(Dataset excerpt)
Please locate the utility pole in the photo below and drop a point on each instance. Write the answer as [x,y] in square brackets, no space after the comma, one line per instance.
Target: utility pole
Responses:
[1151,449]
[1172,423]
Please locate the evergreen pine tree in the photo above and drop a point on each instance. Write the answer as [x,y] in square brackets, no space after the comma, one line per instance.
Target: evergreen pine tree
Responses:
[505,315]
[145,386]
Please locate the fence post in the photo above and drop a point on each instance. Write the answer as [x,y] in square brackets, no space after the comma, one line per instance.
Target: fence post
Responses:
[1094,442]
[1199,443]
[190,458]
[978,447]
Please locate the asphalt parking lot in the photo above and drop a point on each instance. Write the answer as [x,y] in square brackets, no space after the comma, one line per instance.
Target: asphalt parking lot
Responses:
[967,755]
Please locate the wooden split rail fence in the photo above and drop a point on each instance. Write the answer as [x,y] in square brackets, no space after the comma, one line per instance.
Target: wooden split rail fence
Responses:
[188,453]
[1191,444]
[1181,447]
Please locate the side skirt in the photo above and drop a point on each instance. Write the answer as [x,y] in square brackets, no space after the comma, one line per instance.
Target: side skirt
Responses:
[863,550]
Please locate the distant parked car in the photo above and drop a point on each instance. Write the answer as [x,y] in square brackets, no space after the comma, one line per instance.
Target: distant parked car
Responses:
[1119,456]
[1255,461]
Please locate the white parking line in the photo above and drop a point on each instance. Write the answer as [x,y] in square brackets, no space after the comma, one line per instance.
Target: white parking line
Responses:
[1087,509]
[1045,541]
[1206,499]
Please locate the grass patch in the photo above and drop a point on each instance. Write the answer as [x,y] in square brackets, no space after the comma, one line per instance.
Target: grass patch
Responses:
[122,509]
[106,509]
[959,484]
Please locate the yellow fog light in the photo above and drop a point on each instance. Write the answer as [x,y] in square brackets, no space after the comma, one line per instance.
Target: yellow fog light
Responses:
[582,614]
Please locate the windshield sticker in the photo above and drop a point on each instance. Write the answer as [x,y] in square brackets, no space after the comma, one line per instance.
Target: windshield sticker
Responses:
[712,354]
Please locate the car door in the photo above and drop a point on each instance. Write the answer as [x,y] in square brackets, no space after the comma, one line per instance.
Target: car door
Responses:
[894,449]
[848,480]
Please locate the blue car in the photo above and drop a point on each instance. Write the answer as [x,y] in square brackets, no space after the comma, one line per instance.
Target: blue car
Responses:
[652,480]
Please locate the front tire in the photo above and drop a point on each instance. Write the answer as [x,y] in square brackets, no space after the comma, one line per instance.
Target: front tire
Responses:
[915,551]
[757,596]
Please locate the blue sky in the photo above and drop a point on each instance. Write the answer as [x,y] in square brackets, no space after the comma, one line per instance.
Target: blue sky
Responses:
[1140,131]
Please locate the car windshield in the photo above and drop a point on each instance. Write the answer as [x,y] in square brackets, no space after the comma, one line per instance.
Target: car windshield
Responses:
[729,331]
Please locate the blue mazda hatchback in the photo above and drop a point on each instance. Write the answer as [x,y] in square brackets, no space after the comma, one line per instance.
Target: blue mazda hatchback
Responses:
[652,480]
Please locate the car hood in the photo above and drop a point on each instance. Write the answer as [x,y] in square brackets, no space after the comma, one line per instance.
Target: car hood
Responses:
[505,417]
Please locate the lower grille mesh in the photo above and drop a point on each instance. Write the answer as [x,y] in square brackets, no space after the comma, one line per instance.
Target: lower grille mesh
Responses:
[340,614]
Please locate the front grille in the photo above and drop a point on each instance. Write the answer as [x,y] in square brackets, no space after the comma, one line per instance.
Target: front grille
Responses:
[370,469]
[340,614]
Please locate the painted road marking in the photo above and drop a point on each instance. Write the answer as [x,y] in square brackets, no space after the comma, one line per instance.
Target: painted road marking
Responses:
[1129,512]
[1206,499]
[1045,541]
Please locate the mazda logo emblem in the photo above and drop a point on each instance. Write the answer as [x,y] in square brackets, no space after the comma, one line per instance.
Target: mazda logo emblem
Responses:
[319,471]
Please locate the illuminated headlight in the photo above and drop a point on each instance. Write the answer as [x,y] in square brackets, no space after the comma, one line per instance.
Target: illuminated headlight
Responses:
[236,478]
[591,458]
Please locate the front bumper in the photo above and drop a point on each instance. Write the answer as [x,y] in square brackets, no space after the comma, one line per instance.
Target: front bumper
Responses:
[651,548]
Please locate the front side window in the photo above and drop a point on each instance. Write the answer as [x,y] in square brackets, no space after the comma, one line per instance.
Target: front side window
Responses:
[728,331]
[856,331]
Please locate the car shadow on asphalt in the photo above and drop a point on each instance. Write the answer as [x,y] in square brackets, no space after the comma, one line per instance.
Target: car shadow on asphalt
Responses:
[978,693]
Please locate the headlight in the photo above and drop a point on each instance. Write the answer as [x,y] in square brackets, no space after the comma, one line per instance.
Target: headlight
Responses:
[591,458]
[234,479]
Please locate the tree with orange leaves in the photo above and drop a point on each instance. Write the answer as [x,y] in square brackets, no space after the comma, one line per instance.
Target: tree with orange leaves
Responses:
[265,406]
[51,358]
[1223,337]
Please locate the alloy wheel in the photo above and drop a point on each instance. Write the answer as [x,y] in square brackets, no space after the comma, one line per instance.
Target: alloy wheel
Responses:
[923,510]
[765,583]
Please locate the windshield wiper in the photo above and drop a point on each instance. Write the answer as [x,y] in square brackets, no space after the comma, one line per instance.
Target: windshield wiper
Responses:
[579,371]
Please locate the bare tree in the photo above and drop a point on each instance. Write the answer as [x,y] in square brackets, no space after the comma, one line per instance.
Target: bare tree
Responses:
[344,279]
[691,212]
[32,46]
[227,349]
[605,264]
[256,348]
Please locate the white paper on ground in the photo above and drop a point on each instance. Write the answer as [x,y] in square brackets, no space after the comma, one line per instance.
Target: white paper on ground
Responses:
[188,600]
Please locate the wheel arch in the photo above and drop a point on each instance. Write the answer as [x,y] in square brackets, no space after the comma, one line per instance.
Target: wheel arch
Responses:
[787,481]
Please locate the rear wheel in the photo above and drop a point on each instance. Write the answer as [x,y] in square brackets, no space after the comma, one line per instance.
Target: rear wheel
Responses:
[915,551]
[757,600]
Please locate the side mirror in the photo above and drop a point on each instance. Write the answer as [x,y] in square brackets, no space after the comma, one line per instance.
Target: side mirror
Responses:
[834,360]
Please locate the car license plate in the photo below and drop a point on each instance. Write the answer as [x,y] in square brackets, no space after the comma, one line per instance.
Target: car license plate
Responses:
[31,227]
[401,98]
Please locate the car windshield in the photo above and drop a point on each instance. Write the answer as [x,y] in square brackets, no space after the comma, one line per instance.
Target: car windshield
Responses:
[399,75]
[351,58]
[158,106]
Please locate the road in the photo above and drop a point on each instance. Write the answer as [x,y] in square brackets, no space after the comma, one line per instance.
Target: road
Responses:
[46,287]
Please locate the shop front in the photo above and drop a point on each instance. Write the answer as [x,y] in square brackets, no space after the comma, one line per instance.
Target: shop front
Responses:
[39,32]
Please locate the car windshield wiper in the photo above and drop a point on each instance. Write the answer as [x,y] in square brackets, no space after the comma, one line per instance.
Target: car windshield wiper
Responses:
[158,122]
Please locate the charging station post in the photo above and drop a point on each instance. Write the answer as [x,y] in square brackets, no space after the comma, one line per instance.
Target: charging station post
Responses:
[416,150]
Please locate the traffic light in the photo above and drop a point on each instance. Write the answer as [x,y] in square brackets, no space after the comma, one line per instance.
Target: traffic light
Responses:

• **GOAL OF THE EXERCISE**
Copy out every one of the lines above without changing anything.

• **ANSWER TO THE PROBLEM**
Please locate the utility pole in the photo below and drop a point on each instance. Write the answer as [x,y] in square brackets, no space after the comma, one line per instance.
Target: utility pole
Responses:
[1151,449]
[1172,423]
Please locate the evergreen pine tree in the photo above and drop a point on each instance. Write the answer as [x,y] in square brackets, no space after the comma, one line per instance.
Target: evergreen pine tree
Responses:
[505,315]
[145,386]
Please locate the fence post in the photo above and drop a point on each instance. Write the answer as [x,y] in square brackets, no space after the comma, one line per instance.
Target: fence post
Responses:
[1094,442]
[1199,443]
[190,458]
[978,447]
Please locate the asphalt parking lot in the photo above and drop a point on each instance. Write the answer as [x,y] in square brackets, no space after the comma, one line per instance.
Target: asphalt parking lot
Responses:
[967,755]
Please locate the wooden split rail fence in the photo above and drop a point on each instance. Write the answer as [x,y] in square brackets, no space after the comma, one line per instance.
Target: wooden split rail fence
Responses:
[188,453]
[1191,444]
[1181,447]
Please locate the side skirt in the photo above and drop a point on each instance. Write the answer as [x,y] in square brackets, no space after the comma, one line per instance.
Target: side skirt
Responses:
[863,550]
Please locate the distant parked car in the photo above and drop a point on each instance. Write the answer as [x,y] in square brackets, no space after the comma, one line per instance.
Target: distant parked car
Responses:
[1119,456]
[1255,461]
Please locate the white parking line in the photo above and drop a point on each instance. Write the answer as [x,y] in square brackets, no space after the comma, one line per instance.
Target: white parking line
Responses:
[1087,509]
[1045,541]
[1206,499]
Please locate the grass patch in the photo above and drop a point on each instance. Write the answer as [x,y] in square brackets, no space after the comma, one line per instance.
Target: grass patch
Responses:
[122,509]
[106,509]
[959,484]
Please locate the yellow fog light in the photo above and drop a point on each instance. Write the answer as [x,y] in square brackets, no space after the comma, one line per instance.
Target: yellow fog light
Responses:
[582,614]
Please locate the windshield sticker in the photo above and drop a point on each instance. Write the answer as [x,y] in square brackets, no space after the comma, one line per instance.
Target: windshield sticker
Responses:
[712,354]
Please locate the car door in the photo above and drop a point on each instance. Write the answer as [x,y] in square brackets, no space after the comma, one line per instance.
Target: car door
Responses:
[894,449]
[848,480]
Please locate the blue car in the photo above and drop a point on each instance. Write the answer as [x,y] in square brackets, no space after the comma, one line per instance.
Target: blue car
Responses:
[652,480]
Please locate the front tire in the photo above and drop a point on each instance. Write the answer as [x,y] in square brackets, no space after the comma, one line per instance.
Target: front tire
Responses:
[915,551]
[757,596]
Please locate the blue sky in the photo above and drop a point on each instance. Write the answer as [x,y] in square brackets, no space after the comma, one line per instance.
Target: blue sky
Responses:
[1140,131]
Please locate the car windshield in the photo above and drop a point on each instance. Write the answer as [x,y] in square brackets, no space after the comma, one line per instance.
Target: car windshield
Responses:
[729,331]
Please locate the blue mazda hatchback in the photo above and drop a point on each instance. Write the answer as [x,y] in square brackets, no space after the comma, one line per instance.
Target: blue mazda hatchback
Responses:
[652,480]
Please locate the car hood in the photo above and drop a point on each instance. Write the answer as [x,y] in square brackets, no space after the comma, one line per instance.
Target: car hood
Responses:
[505,417]
Please locate the lower grille mesh in the photo above and drop a point on each instance. Write the answer as [x,y] in square brackets, no space after the comma, one line per instance.
Target: lower grille mesh
Responses:
[340,614]
Please locate the front grille in the photo above and drop a point on each instance. Write the answer as [x,y] in square brackets, no space after the comma, one line per instance.
Target: front grille
Responses:
[370,469]
[340,614]
Please locate the painted road marking in the photo above and drop a point on each instance. Write the answer as [x,y] in square brackets, no space after the comma, one line per instance.
Target: painted road marking
Responses:
[1129,512]
[1206,499]
[1045,541]
Please locate the mazda logo emblem in the photo above and drop a point on each instance. Write the answer as [x,y] in square brackets, no space after the comma, one line per instance.
Target: mazda logo emblem
Responses:
[319,471]
Please locate the illuminated headlight in the photo above and drop a point on each instance. Write the answer as [x,y] in square brackets, no space after the comma, one line per instance.
Target: illuminated headlight
Responses:
[236,478]
[591,458]
Please locate the front bumper in the photo above and drop a point on each instance. Write the answer as [x,y] in square brackets, no space after the comma, one line per instance.
Target: front bumper
Responses:
[651,548]
Please locate the front side window in the photo above and drop a point on each instance. Write the answer as [x,y] in square brackets, no space after the comma, one line per instance.
Target: front side window
Responses:
[728,331]
[856,331]
Please locate the car shadow on asphalt in the photo above and drop a point on each instance. Write the answer as [x,y] in square brackets, no space after the comma, one line per instance.
Target: car shadow on asphalt
Responses:
[978,693]
Please locate the headlight in the photo above and drop a point on each instance. Write the answer as [x,y] in square brackets, no space after the comma, one line per instance.
Target: headlight
Responses:
[591,458]
[234,479]
Please locate the tree with orange leaves in the photo above and drop a point on each instance. Write the answer as [x,y] in square brackets, no space after the comma, one line per instance.
Target: tree with orange leaves
Responses:
[265,406]
[51,358]
[1223,337]
Please locate the alloy wheel in the photo above and drop a point on each instance. Write the answer as [x,y] in square brackets, no space after the comma, one line per instance.
Target: alloy wheel
Responses:
[923,510]
[765,583]
Please locate the windshield wiper in the photo above and drop a point on each instance. Write the answer as [x,y] in square brackets, no space after the comma, one line per instance.
Target: windshield wiper
Responses:
[579,371]
Please locate the bare tree in the photo above and drop a point on each instance. Write the answer as [x,y] in square brackets, no space after the comma, one line per instance.
Target: bare tree
Responses:
[344,279]
[691,212]
[32,46]
[227,349]
[605,264]
[256,348]
Please locate the white paper on ground in the photo above and drop a point on each instance. Write the answer as [x,y] in square brackets, no space after the comma, one line per instance.
Target: white paper on ground
Responses:
[188,600]
Please locate the wheel arch in the photo above and drop a point on each instance. Write the answer as [x,y] in square brackets, no space after the comma, one line per instance.
Target: wheel arch
Responses:
[787,481]
Please locate the rear wheel in the photo above and drop a point on each instance. Write the answer as [x,y] in square brackets, no space after the comma, one line per instance.
Target: rear wheel
Responses:
[915,551]
[757,600]
Please locate the side mirror in the photo above and drop a point on each instance. Write the answer as [x,y] in square brackets, no space after the comma, one line per instance.
Target: side mirror
Responses:
[834,360]
Please locate the car license plate in the photo below and drop a point on each instance. Write the answer as [x,y] in square brackets, no space after the comma, one line per instance.
Target: car license plate
Responses:
[31,227]
[401,98]
Please locate the car windshield in the photo above and drop a point on each instance. Write the answer as [x,y] in square brackets, no space after the comma, one line per instance.
Target: car windshield
Responses:
[399,75]
[351,58]
[158,106]
Please locate the road in the photo above and drop a point on each instance. Write the answer as [x,y] in square brackets, no space after the comma, one line per instance.
Target: road
Responses:
[46,287]
Please locate the shop front in the photo above and drop a point on each instance. Write the answer as [x,y] in square brackets, no space after the comma, one line per instance.
Target: shop front
Responses:
[39,32]
Please locate the car windshield wiper in the photo above and drop a point on each instance. Write the answer as [x,y] in square brackets, no space after the comma, one line per instance.
Target: car windshield wiper
Responses:
[158,122]
Please locate the charging station post in the photo above and drop a point on each instance. Write the answer as [x,y] in square brackets, no space after the comma, one line per instance.
Target: charging station post
Responses:
[416,150]
Please locate the traffic light in the photo above and drop a point on each instance. Write the answer as [x,y] in square brackets, no space after the comma, one line per instance.
Target: traffic light
Responses:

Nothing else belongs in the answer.